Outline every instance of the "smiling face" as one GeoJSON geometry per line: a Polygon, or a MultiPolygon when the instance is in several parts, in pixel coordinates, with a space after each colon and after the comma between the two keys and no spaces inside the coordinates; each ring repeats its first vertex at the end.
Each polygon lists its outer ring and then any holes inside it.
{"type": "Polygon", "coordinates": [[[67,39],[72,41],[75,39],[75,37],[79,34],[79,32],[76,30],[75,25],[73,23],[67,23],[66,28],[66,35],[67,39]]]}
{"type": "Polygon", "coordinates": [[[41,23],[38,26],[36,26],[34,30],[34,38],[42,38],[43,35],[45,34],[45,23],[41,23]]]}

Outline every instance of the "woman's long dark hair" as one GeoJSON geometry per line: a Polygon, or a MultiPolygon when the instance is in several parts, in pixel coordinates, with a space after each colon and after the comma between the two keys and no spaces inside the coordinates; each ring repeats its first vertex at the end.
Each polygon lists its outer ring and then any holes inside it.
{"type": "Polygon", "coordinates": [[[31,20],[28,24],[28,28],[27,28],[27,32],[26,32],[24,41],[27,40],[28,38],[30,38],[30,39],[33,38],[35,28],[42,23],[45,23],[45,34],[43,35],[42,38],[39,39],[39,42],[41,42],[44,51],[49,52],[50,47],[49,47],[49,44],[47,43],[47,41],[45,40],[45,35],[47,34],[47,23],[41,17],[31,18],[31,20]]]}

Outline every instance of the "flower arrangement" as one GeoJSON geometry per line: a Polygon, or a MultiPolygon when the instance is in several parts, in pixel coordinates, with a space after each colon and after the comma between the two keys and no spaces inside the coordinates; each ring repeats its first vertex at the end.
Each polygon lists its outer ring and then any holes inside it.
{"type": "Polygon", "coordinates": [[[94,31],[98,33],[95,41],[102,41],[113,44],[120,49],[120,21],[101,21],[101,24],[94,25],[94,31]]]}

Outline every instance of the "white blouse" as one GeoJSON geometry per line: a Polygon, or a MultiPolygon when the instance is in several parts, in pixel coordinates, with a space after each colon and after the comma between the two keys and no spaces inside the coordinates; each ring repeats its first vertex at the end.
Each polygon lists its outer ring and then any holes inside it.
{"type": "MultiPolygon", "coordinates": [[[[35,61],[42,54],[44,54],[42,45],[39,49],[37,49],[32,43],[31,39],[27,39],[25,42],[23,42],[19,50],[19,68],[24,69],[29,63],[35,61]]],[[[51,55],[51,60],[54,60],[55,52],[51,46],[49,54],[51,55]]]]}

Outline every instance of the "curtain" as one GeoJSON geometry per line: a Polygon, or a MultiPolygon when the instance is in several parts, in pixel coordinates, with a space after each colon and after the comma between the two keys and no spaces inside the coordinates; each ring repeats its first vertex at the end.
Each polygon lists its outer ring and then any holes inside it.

════════

(问题描述): 请找出上面数据中所有包含字符串“spaces”的行，并逐行完整抄写出来，匹配时区分大小写。

(习题解答):
Outline every instance of the "smiling face" as one GeoJSON geometry per line: a Polygon, or a MultiPolygon when the instance is in several parts, in pixel coordinates, with a space after each colon and after the comma between the two keys and no spaces inside the coordinates; each ring repeats its first vertex at the end.
Outline every instance of the "woman's long dark hair" as one GeoJSON geometry per line: a Polygon, or a MultiPolygon when the instance is in several parts, in pixel coordinates, with a space after each colon and after the comma between the two keys and no spaces inside the coordinates; each ring repeats its first vertex at the end.
Outline every instance of the "flower arrangement" as one GeoJSON geometry per line: a Polygon, or a MultiPolygon when the instance is in several parts, in pixel coordinates, with a space after each colon and after the comma between the two keys and no spaces inside the coordinates; each ring repeats its first vertex at the end.
Outline every instance of the "white blouse" as one GeoJSON geometry per line: a Polygon, or a MultiPolygon when the instance is in several parts, in pixel coordinates, with a space after each colon and after the comma between the two keys and no spaces inside the coordinates; each ring repeats its first vertex at the end.
Outline every instance of the "curtain" as one GeoJSON geometry per line: a Polygon, or a MultiPolygon when the instance is in several parts, in pixel coordinates, with a space after each colon and after the comma between the two keys and no spaces inside the coordinates; each ring repeats its first vertex at the end.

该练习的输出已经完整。